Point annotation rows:
— START —

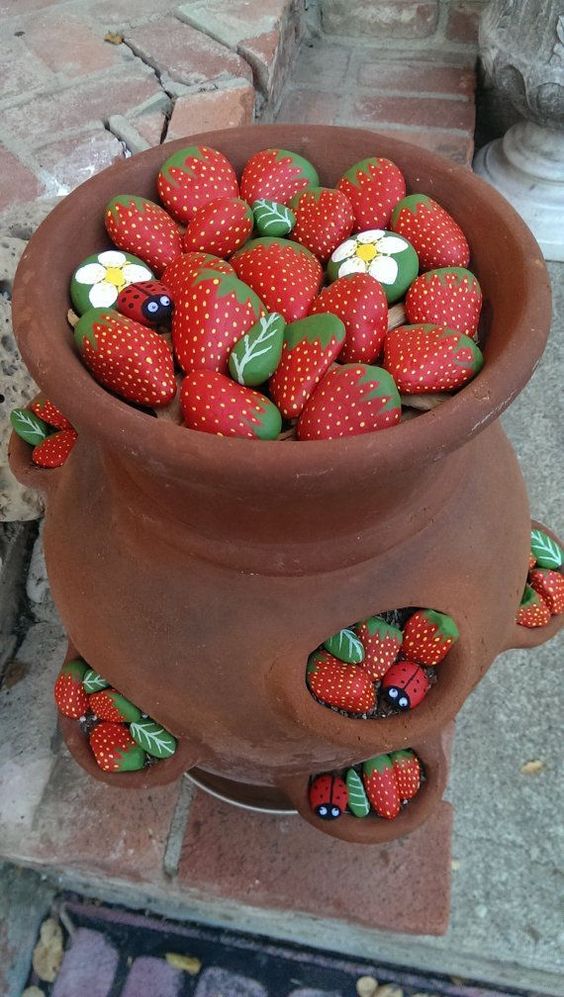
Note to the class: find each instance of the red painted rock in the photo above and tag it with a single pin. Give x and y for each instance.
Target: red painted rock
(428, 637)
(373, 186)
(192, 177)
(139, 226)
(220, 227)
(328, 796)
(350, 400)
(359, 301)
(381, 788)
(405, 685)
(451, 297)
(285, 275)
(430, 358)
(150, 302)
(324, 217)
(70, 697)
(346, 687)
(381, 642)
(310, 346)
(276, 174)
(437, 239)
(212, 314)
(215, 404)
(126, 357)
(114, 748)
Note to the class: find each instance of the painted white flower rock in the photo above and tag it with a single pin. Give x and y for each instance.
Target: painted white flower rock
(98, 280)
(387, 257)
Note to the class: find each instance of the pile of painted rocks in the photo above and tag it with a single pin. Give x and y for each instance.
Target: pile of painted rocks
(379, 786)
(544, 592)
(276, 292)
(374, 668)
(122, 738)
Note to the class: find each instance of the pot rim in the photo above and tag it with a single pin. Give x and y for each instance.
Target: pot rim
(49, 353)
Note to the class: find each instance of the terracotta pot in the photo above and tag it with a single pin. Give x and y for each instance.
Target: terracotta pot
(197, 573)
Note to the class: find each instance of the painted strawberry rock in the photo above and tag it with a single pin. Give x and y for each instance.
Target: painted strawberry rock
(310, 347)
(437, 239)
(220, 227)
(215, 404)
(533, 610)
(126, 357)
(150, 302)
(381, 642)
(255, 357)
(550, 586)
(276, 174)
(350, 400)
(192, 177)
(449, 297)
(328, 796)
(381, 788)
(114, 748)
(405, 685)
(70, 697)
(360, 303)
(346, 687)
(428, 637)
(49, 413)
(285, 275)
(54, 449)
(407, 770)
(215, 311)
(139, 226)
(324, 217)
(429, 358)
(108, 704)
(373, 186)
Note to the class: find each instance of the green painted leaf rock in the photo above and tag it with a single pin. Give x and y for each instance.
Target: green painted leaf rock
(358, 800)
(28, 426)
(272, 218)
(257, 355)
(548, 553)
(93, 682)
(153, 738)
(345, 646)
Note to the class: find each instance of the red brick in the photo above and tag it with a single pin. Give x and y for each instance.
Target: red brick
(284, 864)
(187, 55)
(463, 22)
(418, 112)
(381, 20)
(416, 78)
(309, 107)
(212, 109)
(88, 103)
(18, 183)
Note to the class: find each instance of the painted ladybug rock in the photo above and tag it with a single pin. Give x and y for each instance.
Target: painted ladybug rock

— END —
— START —

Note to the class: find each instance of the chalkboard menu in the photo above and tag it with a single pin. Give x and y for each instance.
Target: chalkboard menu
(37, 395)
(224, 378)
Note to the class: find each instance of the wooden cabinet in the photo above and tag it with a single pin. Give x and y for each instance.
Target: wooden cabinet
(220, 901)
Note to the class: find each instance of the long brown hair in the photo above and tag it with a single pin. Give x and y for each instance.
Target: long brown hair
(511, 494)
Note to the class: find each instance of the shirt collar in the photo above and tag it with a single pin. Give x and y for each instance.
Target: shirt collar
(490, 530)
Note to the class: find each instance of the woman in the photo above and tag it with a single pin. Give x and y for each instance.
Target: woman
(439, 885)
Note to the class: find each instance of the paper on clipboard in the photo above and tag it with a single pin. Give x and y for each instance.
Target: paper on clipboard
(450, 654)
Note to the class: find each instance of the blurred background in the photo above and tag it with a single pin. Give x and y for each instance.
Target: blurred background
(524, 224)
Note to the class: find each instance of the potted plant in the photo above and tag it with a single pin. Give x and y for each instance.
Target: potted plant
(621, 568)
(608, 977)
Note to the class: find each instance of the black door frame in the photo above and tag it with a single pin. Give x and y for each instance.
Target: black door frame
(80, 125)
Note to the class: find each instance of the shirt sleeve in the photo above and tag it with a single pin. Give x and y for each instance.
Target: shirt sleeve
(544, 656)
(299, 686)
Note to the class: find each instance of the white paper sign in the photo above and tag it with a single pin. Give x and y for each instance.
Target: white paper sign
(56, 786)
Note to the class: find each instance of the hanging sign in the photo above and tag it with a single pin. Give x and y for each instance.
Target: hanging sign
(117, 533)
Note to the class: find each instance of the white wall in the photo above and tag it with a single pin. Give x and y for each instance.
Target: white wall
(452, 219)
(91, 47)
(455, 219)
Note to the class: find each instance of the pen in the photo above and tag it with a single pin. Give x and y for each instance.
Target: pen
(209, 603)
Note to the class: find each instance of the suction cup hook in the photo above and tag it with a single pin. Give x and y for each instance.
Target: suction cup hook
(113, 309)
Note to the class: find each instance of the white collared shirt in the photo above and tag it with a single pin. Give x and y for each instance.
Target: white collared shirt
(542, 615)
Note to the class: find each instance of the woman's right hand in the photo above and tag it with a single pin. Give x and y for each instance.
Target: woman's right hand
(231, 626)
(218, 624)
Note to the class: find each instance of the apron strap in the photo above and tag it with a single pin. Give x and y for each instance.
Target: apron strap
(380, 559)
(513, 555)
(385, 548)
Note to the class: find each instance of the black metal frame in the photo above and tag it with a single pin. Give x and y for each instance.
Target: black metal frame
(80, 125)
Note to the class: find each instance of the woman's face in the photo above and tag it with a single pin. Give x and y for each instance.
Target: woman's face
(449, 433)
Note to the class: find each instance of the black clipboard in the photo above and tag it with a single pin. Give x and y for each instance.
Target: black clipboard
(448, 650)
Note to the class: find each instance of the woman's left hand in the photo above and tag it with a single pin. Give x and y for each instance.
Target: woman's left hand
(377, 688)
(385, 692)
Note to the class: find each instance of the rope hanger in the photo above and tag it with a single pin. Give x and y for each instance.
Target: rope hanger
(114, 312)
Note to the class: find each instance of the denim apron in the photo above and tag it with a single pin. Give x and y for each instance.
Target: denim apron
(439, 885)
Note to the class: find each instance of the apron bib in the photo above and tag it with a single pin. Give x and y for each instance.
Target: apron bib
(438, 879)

— END —
— START —

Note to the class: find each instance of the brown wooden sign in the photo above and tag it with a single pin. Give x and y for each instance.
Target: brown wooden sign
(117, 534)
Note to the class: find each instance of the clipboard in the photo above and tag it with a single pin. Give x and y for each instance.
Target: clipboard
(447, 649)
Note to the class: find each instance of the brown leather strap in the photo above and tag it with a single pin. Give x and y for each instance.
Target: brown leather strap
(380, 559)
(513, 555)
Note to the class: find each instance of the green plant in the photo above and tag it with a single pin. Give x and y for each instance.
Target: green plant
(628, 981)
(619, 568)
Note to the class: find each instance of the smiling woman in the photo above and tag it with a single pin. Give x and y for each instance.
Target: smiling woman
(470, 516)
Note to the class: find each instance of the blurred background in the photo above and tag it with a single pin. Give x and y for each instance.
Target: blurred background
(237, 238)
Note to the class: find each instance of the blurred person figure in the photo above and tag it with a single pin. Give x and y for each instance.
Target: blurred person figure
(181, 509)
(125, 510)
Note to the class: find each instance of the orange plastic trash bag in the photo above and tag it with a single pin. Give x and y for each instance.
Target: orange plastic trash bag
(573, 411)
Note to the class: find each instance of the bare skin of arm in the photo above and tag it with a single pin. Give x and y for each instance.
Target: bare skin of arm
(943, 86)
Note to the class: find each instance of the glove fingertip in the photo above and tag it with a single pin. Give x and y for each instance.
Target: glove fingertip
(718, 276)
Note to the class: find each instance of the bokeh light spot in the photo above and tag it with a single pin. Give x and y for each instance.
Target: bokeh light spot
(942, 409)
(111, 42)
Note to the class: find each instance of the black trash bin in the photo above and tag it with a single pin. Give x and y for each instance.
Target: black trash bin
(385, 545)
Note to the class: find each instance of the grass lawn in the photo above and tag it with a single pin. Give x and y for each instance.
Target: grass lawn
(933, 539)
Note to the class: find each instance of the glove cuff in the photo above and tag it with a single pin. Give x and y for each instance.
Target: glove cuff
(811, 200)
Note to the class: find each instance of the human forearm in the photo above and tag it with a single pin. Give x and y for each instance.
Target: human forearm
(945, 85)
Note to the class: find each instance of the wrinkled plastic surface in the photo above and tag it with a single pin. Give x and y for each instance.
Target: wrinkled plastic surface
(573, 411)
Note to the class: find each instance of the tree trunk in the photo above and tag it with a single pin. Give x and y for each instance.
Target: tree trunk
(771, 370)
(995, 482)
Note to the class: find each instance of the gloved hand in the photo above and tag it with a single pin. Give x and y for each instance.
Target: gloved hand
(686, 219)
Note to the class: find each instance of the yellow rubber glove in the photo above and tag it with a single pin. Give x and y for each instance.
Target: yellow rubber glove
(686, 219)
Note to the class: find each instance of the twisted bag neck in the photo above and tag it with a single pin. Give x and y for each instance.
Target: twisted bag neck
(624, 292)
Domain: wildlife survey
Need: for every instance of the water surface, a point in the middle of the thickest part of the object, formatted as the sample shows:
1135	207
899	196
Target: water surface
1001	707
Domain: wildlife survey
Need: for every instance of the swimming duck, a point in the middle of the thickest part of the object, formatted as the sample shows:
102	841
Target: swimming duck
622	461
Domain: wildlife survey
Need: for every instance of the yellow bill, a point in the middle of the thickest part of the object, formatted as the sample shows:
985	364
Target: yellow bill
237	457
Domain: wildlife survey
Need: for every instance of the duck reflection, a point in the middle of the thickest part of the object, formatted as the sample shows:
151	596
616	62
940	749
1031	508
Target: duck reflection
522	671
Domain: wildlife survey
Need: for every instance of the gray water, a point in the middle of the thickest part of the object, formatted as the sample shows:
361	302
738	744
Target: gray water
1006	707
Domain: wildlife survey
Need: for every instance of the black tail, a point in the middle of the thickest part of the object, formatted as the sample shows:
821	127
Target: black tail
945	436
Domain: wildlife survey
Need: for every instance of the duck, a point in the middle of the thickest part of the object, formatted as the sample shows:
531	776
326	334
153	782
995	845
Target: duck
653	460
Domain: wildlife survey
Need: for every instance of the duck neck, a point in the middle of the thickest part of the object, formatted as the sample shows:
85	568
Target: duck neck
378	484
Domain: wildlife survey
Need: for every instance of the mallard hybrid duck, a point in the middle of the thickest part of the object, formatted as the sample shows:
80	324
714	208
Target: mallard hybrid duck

— END —

-- Directions for this task --
Report how many lines of the rows above contain the string "leather". Give only the number.

-- Task solution --
2